= Data to process =
..........

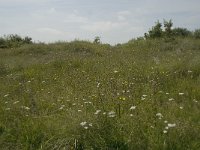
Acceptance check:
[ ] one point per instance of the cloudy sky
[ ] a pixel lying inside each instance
(115, 21)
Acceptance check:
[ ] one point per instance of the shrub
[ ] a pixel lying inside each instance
(14, 40)
(197, 33)
(183, 32)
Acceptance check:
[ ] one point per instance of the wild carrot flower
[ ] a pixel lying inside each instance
(133, 107)
(111, 114)
(97, 112)
(171, 125)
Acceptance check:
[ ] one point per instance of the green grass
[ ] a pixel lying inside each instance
(78, 95)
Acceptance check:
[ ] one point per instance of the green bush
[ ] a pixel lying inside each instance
(14, 40)
(183, 32)
(197, 33)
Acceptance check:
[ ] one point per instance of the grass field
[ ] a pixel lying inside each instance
(141, 95)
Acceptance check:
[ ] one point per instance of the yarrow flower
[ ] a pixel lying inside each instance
(164, 131)
(24, 107)
(159, 115)
(181, 93)
(83, 123)
(111, 114)
(97, 112)
(171, 125)
(133, 107)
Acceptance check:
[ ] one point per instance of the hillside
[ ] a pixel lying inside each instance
(144, 94)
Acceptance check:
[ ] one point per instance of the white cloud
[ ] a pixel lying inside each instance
(103, 26)
(74, 18)
(50, 31)
(124, 13)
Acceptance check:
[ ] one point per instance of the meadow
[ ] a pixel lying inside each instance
(140, 95)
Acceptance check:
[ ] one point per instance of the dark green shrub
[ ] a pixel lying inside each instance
(182, 32)
(197, 33)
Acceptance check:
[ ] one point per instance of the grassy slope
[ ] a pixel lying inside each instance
(46, 91)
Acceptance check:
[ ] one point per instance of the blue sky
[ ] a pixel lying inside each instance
(115, 21)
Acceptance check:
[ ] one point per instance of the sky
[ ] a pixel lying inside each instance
(114, 21)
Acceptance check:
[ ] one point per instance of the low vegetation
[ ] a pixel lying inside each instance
(143, 94)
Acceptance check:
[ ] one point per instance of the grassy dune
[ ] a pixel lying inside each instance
(144, 94)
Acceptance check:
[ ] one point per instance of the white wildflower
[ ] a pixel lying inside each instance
(165, 131)
(159, 115)
(62, 106)
(181, 107)
(171, 99)
(6, 95)
(97, 112)
(25, 107)
(133, 107)
(181, 93)
(111, 114)
(16, 102)
(171, 125)
(83, 123)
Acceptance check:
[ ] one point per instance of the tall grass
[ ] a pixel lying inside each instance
(143, 94)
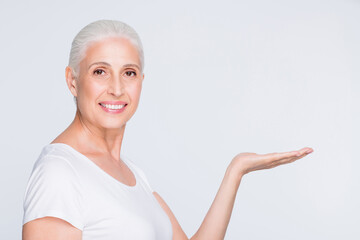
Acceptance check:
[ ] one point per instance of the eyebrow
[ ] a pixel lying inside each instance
(109, 65)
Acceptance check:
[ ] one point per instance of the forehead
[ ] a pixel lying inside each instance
(114, 50)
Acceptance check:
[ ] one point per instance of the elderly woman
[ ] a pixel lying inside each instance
(82, 186)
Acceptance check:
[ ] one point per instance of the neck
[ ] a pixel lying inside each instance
(93, 139)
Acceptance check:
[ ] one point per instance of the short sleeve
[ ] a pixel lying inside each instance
(54, 190)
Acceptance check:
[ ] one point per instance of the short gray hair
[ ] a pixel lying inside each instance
(97, 31)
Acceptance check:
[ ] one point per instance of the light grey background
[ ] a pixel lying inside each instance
(220, 78)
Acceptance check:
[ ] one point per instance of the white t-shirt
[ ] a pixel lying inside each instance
(66, 184)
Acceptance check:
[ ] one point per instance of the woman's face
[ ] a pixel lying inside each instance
(109, 84)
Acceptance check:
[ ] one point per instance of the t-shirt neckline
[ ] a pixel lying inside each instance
(100, 169)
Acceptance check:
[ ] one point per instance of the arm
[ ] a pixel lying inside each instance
(217, 219)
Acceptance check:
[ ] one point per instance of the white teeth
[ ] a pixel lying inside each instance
(110, 106)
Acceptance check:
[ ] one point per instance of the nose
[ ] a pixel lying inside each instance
(116, 86)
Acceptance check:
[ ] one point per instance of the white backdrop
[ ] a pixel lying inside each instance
(220, 78)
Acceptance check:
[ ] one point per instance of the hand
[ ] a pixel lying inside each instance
(244, 163)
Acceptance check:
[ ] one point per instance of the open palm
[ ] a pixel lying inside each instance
(248, 162)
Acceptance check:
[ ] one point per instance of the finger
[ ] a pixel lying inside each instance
(278, 156)
(287, 160)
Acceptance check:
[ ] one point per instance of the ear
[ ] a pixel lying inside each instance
(71, 81)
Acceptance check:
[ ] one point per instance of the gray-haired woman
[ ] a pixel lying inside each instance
(82, 187)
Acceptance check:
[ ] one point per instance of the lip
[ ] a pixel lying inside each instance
(114, 111)
(114, 102)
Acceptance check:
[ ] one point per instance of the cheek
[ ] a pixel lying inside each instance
(92, 90)
(135, 91)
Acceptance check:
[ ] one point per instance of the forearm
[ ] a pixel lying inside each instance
(217, 218)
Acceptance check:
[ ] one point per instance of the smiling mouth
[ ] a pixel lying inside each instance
(113, 106)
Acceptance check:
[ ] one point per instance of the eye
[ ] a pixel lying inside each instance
(99, 72)
(130, 73)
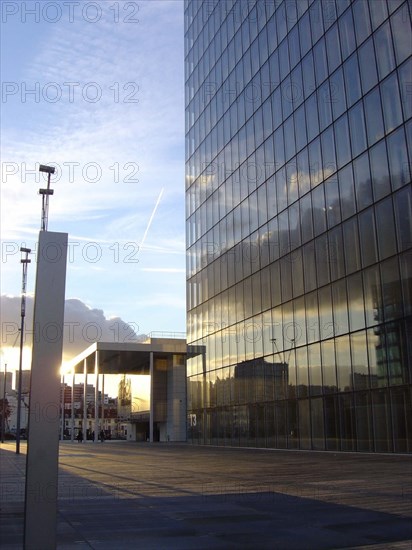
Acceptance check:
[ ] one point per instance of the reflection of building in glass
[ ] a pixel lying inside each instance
(299, 223)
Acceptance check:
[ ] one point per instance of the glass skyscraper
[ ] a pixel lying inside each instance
(299, 223)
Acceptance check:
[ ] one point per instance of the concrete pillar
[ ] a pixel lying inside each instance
(84, 427)
(151, 398)
(62, 408)
(96, 397)
(72, 410)
(40, 515)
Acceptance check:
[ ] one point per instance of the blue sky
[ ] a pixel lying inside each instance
(96, 89)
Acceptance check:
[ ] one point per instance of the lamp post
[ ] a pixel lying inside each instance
(24, 261)
(45, 193)
(3, 415)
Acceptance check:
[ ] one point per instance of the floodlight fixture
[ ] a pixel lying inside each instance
(45, 193)
(47, 169)
(24, 261)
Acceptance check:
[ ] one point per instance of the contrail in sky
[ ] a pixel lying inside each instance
(151, 217)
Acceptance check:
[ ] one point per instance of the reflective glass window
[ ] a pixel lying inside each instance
(276, 108)
(357, 129)
(392, 110)
(318, 209)
(289, 133)
(333, 47)
(328, 152)
(372, 295)
(321, 63)
(316, 20)
(398, 159)
(312, 317)
(355, 302)
(367, 66)
(351, 242)
(406, 278)
(292, 181)
(347, 34)
(378, 11)
(305, 34)
(275, 283)
(392, 305)
(308, 73)
(324, 106)
(328, 366)
(274, 68)
(367, 235)
(336, 254)
(347, 191)
(401, 32)
(284, 59)
(312, 122)
(361, 19)
(315, 370)
(315, 163)
(279, 147)
(343, 153)
(297, 273)
(343, 363)
(332, 201)
(341, 6)
(309, 266)
(379, 170)
(325, 312)
(377, 357)
(374, 119)
(303, 171)
(363, 187)
(360, 364)
(294, 49)
(300, 128)
(352, 80)
(405, 79)
(386, 230)
(340, 307)
(403, 215)
(322, 260)
(385, 56)
(306, 217)
(281, 189)
(337, 93)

..........

= Task to complete =
Pick out each line of the items above that contains the word "shrub", and copy those lines.

= Complete response =
[ ] one point per instance of the shrub
[ ] one point per instance of the dark green shrub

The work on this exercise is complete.